SUPPLIED TEXT START

What’s everyone think about this? Very interesting concept and some big promises. If its not all BS marketing shit, this could be a game changer. Says it takes crude to isolate in a continuous, closed loop system, using custom imprinted polymer beads. This would eliminate almost all post-processing steps between crude oil and isolate.
Also brags that it is much more cost efficient, but I couldn’t imagine those MIP polymer beads that are used for each run being too cheap though.
Definitely sounds pretty cool. But with anything that sounds pretty cool I am worried it doesn’t live up to their claims. I’m a little confused by something they claim: You pass material dissolved in ethanol through the beads, the beads hold onto desired compounds, and then those same desired compounds are easily washed off with another pass of ethanol. I’m sure its just a bad explanation but I don’t see why another pass of ethanol would suddenly kick off the compounds in question.
This isn’t really that novel, it looks to be pretty straightforward affinity chromatography with a custom resin designed to target cannabinoid molecules. Obviously the research that went into designing the resin itself is pretty impressive, the technology itself though is pretty common in many other purification industries, specifically pharma, biologics and other small molecule purification.
I’d have to do some research but if any of the cannabinoid molecules are immunogenic, building a resin for this purpose would actually be pretty straightforward.
Yeah that was my thought too, that it basically looked like a bunch of chroma columns…
But then on their website they talk about how chromatography is the biggest bottleneck ever and this is way better and yadda yadda
This wave is definitely the future. It’s considered desolvation. Several other companies out there offer similar filtration skids utilizing membrane technology. These guys were the first I heard of last year.
Seems to be a couple problems with these techs, such as massive solvent storage is required, and you’ll still need some sort of solvent revovery system as most of these machines leave a final “crude oil” which is about 1 part EToH and 1 part oil. So you’ll still have to remove remaining ethanol as well as refining down your cannabinoids. I suppose the goal of these companies is to dramatically reduce pre and post processing which actually does seem to be a good fit. Exciting to see where it will go.
This is most likely the actual explanation. In most kinds of affinity chromatography usually salinity or pH are two of the major components to promote the elution of a bound compound. I don’t have a ton of experience with MIP though so I can only guess.

SUPPLIED TEXT END
EXTRACTED ENTRIES START

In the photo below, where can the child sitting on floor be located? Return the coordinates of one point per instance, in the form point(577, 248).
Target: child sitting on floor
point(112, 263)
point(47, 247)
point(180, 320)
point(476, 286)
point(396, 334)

EXTRACTED ENTRIES END

→ TASK INSTRUCTIONS
a - In the forum discussion about the bead-based cannabinoid extraction system, what kind of chromatography does one commenter say the technology basically is?
b - Pick up the forum discussion about the bead-based cannabinoid extraction system and continue it past its final post.

→ RESPONSE LIST
a - Affinity chromatography with a custom resin designed to target cannabinoid molecules.

b -
Holy crap, pharma just got a huge boner over their videos. Claims to use crude mixed into a water/ethanol solution. Pass that through polymer beads which bind to only one cannabinoid (your choice on which one), waste passes right over. Then wash the beads with a clean ethanol/water solution and the cannabinoid will dissolve back into it. Meaning the beads will be completely clean and reusable. Sounds pretty great for isolations!
Yes, that is correct. This is just a different type of chromatography. In this case it is called affinity chromatography and the mechanism is just as you would think of based on the name. It binds specific molecules by using a specific type of stationary phase. In many cases people will design their resin to target their compound of interest, which is exactly what they seemed to do here just using polymer instead of an anti-body or metal based resin.
With all chromatography there is going to be solvent recovery, etc… but the beauty of this is you can target very specific cannabinoids and the sky is the limit with the scaleability. Once you determine the saturation amount (if I have X grams of resin then I can bind Y grams of cannabinoids), you just add more resin and you bind more cannabinoids. The only downside is you have more solvent as you scale up so the solvent recovery and the initial amount of solvent required also scales up.
I think @Kingofthekush420 told me about these guys a few months ago and i failed to investigate. I think they aren’t ready to sell models yet, still doing r&d. Theoretically can work, they just need to demonstrate selectivity, efficiency, lifespan.